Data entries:
□ □ □ □ □ □ □
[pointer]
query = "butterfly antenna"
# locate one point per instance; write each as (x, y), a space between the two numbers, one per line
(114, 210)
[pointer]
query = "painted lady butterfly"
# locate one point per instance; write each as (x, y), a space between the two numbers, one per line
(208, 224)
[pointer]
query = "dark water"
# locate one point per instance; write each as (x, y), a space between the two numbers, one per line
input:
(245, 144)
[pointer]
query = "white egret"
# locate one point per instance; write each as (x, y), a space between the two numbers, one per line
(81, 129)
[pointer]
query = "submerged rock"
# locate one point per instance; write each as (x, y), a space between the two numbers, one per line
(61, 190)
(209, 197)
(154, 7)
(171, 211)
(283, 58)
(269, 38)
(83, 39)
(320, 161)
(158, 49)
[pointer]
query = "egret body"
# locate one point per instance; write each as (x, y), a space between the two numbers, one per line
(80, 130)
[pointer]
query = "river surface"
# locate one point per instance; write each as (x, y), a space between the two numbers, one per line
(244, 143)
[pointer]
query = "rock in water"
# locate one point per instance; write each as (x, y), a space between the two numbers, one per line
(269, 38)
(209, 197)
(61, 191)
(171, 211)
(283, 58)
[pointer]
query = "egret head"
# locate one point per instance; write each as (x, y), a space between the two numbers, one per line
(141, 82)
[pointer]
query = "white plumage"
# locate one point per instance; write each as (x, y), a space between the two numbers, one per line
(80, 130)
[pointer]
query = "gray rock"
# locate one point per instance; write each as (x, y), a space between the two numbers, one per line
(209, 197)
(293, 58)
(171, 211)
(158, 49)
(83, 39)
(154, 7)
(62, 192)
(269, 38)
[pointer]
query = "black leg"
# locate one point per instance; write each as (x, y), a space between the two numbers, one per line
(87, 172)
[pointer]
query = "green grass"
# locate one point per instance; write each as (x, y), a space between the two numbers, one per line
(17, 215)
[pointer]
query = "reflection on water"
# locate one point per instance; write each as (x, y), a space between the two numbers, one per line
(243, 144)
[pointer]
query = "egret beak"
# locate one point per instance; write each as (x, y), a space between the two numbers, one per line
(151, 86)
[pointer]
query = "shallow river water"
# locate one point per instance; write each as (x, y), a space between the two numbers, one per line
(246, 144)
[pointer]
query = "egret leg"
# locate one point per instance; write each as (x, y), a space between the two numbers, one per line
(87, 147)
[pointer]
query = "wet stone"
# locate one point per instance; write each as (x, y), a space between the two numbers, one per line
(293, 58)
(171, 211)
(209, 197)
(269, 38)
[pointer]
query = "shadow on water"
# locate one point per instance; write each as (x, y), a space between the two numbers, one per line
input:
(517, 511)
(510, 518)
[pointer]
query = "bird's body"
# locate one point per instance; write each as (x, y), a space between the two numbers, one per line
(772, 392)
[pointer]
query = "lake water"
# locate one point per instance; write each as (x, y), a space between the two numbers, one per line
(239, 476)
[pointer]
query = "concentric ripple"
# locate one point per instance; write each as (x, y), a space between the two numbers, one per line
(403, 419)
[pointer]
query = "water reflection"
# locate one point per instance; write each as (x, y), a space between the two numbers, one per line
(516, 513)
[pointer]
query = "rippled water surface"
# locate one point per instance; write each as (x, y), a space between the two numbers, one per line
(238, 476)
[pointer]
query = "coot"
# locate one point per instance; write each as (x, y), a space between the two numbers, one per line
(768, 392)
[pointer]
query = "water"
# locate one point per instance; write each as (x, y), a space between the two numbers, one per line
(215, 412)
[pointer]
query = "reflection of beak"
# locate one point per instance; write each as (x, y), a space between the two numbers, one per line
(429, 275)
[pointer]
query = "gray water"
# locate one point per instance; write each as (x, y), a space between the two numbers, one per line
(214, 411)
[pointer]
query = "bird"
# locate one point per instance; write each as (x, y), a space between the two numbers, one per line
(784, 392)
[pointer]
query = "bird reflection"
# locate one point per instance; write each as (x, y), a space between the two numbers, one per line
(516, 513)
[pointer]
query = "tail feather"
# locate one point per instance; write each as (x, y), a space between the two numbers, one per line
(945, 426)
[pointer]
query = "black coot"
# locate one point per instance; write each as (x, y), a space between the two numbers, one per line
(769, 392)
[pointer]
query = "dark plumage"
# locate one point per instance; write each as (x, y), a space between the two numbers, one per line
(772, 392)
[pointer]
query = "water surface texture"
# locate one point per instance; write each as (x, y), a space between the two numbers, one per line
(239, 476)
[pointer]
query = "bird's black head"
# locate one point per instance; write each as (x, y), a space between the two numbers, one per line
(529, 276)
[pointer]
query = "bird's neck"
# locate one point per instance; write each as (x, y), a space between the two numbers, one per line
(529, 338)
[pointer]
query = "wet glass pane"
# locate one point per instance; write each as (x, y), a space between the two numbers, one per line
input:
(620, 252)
□ □ □ □ □ □ □
Work out how many lines of the preceding data contain the word "butterfly". Reply with that number only.

2